┌────────

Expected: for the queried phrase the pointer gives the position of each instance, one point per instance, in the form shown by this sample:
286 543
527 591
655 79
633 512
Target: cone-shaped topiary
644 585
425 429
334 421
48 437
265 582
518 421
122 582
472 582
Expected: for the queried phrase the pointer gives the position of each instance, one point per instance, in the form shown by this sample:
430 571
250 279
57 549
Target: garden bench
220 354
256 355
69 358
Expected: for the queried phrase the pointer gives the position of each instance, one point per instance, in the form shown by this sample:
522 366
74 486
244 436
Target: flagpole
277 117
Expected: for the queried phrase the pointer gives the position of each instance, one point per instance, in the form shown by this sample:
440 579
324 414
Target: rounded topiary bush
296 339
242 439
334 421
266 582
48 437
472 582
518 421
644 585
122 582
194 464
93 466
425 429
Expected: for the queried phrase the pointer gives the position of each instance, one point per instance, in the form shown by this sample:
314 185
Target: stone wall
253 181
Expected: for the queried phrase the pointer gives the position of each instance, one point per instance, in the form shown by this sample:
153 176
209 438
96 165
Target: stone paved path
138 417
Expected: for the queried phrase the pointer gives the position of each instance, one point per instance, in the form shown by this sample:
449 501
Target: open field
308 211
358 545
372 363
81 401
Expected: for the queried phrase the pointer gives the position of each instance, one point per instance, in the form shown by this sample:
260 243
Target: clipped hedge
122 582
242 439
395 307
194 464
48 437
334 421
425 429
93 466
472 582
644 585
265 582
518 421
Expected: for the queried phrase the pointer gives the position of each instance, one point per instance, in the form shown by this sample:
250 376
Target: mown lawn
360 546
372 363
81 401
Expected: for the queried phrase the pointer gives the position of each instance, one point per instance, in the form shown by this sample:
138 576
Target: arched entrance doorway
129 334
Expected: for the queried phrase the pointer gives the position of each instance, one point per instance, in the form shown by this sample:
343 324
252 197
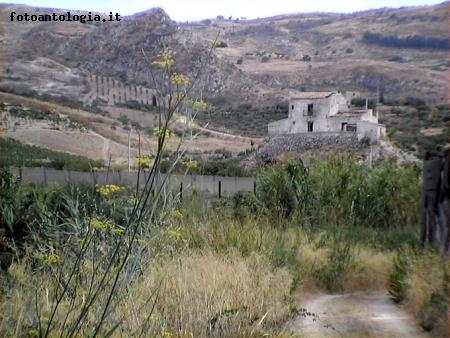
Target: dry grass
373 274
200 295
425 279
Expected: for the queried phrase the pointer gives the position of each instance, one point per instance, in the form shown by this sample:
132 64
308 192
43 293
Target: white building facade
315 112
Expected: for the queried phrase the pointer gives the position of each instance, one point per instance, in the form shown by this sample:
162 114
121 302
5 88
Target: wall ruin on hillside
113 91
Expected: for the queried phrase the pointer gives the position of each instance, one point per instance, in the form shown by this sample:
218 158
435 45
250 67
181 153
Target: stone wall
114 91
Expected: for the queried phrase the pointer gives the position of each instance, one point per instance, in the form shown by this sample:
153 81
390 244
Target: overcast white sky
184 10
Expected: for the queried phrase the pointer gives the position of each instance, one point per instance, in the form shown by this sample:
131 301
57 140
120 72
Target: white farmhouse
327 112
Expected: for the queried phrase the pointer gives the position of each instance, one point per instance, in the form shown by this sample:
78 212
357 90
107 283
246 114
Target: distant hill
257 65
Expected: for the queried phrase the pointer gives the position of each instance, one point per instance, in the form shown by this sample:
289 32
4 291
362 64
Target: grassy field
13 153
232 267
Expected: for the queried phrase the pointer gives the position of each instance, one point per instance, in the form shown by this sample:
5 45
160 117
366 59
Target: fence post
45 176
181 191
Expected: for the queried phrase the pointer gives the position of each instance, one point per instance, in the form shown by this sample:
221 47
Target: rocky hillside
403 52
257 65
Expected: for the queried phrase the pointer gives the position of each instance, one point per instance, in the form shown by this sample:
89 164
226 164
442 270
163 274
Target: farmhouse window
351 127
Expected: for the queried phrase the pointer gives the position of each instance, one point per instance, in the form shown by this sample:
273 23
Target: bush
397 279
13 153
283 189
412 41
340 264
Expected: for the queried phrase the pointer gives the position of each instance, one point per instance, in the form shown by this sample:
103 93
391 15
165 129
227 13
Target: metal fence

└────────
┌────────

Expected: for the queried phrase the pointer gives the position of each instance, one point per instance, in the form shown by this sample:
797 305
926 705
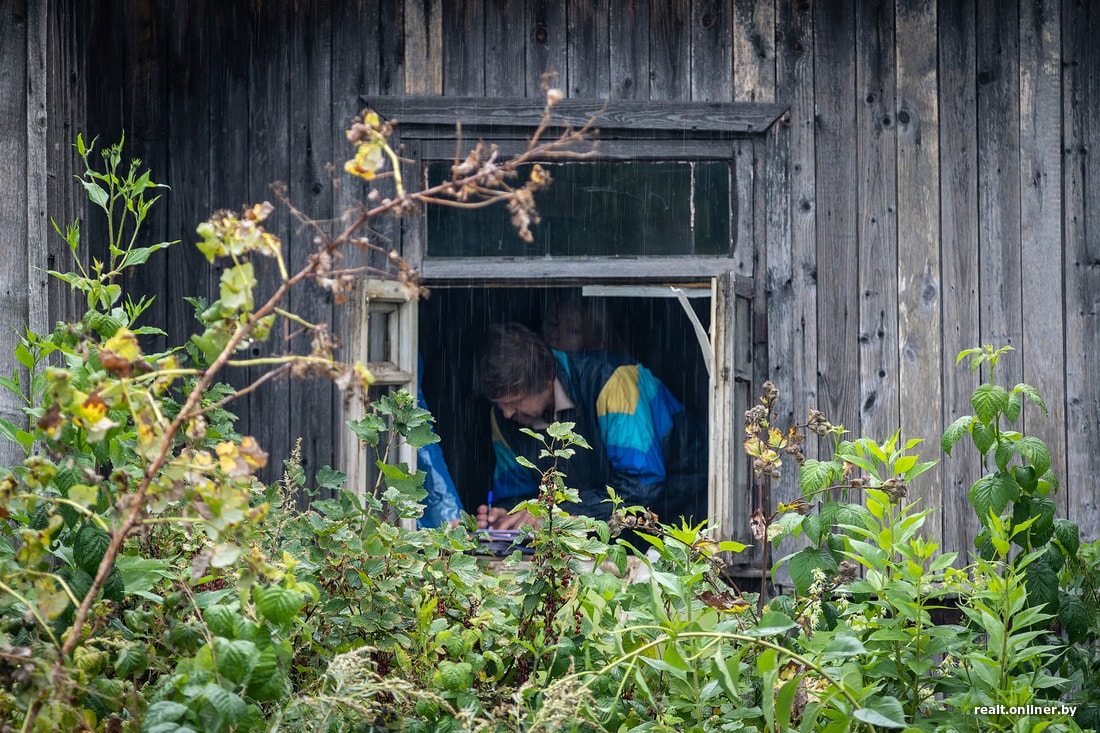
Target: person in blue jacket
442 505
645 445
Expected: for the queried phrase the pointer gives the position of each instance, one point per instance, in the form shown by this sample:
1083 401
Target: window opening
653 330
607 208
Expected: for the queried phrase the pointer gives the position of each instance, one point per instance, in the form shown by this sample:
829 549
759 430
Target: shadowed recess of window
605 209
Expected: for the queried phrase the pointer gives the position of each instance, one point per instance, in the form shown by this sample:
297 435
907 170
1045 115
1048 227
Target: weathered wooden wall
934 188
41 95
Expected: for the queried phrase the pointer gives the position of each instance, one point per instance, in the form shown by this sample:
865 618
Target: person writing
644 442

└────────

> **Given instruction**
Return each line of the entries above that contains the string "hillside".

> **Exercise response**
Target: wall ruin on hillside
Target: rocky hillside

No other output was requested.